■ Aim: The lines to extract start at the one containing "Find the man's" and end with the last line; give them exactly and nothing more.
**** Material provided
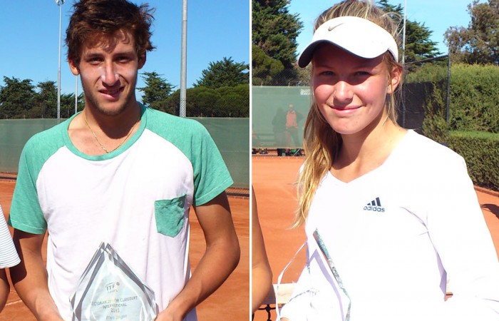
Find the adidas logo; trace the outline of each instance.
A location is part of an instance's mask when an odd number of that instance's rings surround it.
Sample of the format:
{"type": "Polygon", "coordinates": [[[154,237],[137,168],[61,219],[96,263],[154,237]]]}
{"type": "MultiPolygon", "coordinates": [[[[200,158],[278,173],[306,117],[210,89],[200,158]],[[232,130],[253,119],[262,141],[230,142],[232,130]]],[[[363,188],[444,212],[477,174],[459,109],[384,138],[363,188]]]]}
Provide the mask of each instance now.
{"type": "Polygon", "coordinates": [[[379,200],[379,198],[376,198],[376,199],[368,203],[367,205],[364,207],[364,210],[383,213],[385,211],[385,208],[381,207],[381,201],[379,200]]]}

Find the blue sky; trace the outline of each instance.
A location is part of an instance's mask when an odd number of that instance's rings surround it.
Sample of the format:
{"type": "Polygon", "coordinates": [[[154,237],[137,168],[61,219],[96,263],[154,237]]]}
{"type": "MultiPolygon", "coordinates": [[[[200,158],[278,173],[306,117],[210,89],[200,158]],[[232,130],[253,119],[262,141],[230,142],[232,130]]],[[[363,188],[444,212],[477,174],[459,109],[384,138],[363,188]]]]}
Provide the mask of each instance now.
{"type": "MultiPolygon", "coordinates": [[[[292,0],[289,11],[299,13],[304,29],[297,39],[298,54],[304,49],[312,39],[315,19],[331,5],[339,1],[330,0],[292,0]]],[[[443,34],[451,26],[468,27],[470,16],[468,5],[472,0],[406,0],[407,19],[423,24],[433,31],[431,40],[437,43],[437,48],[443,54],[447,54],[447,46],[443,43],[443,34]]],[[[403,0],[389,0],[393,6],[401,4],[403,0]]]]}
{"type": "MultiPolygon", "coordinates": [[[[182,0],[132,2],[156,8],[152,41],[157,49],[148,54],[141,71],[156,71],[180,88],[182,0]]],[[[76,86],[63,46],[73,4],[73,0],[66,0],[62,6],[61,88],[66,93],[73,93],[76,86]]],[[[210,62],[232,57],[235,62],[250,63],[248,0],[188,0],[187,4],[187,87],[200,79],[210,62]]],[[[54,0],[2,1],[0,30],[0,86],[4,76],[31,79],[35,86],[57,81],[59,9],[54,0]]],[[[143,86],[139,79],[138,87],[143,86]]]]}

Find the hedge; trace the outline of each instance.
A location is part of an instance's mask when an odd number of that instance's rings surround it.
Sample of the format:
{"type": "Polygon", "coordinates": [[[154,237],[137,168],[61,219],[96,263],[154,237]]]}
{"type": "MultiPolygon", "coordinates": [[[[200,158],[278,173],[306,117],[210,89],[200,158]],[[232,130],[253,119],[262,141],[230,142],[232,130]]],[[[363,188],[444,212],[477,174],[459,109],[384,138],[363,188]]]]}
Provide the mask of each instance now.
{"type": "Polygon", "coordinates": [[[451,131],[447,145],[466,160],[475,185],[499,190],[499,134],[451,131]]]}

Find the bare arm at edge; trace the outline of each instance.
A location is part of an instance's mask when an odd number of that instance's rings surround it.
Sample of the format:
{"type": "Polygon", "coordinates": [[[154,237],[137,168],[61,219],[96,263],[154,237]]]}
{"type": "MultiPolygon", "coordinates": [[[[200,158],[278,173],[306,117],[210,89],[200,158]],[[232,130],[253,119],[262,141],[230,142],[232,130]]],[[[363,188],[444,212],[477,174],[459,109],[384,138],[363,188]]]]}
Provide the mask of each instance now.
{"type": "Polygon", "coordinates": [[[5,304],[7,302],[10,288],[11,286],[9,285],[5,269],[0,269],[0,312],[4,310],[5,304]]]}
{"type": "Polygon", "coordinates": [[[10,268],[11,279],[19,297],[36,320],[63,321],[48,292],[47,271],[41,256],[44,236],[14,230],[13,240],[21,263],[10,268]]]}
{"type": "Polygon", "coordinates": [[[225,281],[239,263],[239,241],[225,192],[195,210],[205,233],[206,251],[184,289],[157,321],[182,320],[225,281]]]}

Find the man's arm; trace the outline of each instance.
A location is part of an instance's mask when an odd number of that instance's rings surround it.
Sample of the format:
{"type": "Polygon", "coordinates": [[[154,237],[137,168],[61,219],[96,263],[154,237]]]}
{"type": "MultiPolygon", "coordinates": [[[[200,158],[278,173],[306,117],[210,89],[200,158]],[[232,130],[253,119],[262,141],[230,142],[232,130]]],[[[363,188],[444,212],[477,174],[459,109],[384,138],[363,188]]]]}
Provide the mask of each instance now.
{"type": "Polygon", "coordinates": [[[14,230],[14,243],[21,263],[10,268],[16,291],[38,320],[61,320],[48,292],[47,272],[41,256],[44,234],[14,230]]]}
{"type": "Polygon", "coordinates": [[[157,321],[182,320],[224,282],[239,263],[239,241],[225,193],[195,209],[205,233],[206,251],[185,287],[158,315],[157,321]]]}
********
■ Exercise solution:
Find the man's arm; trace the outline of each instance.
A location is part of an instance's mask when an odd number of that instance's rings surround it.
Sample of the format:
{"type": "Polygon", "coordinates": [[[154,237],[137,168],[61,219],[96,263],[154,237]]]}
{"type": "MultiPolygon", "coordinates": [[[[200,158],[278,173],[306,117],[210,89],[200,158]],[[232,130],[253,119],[262,141],[230,142],[232,130]]],[[[363,188],[444,212],[477,174],[459,109],[384,138],[363,188]]]]}
Provide the mask of each instance now.
{"type": "Polygon", "coordinates": [[[14,230],[14,243],[21,263],[10,268],[16,291],[38,320],[61,320],[48,292],[47,272],[41,256],[44,234],[14,230]]]}
{"type": "Polygon", "coordinates": [[[157,321],[182,320],[224,282],[239,263],[239,241],[225,193],[195,209],[205,233],[206,251],[185,287],[158,315],[157,321]]]}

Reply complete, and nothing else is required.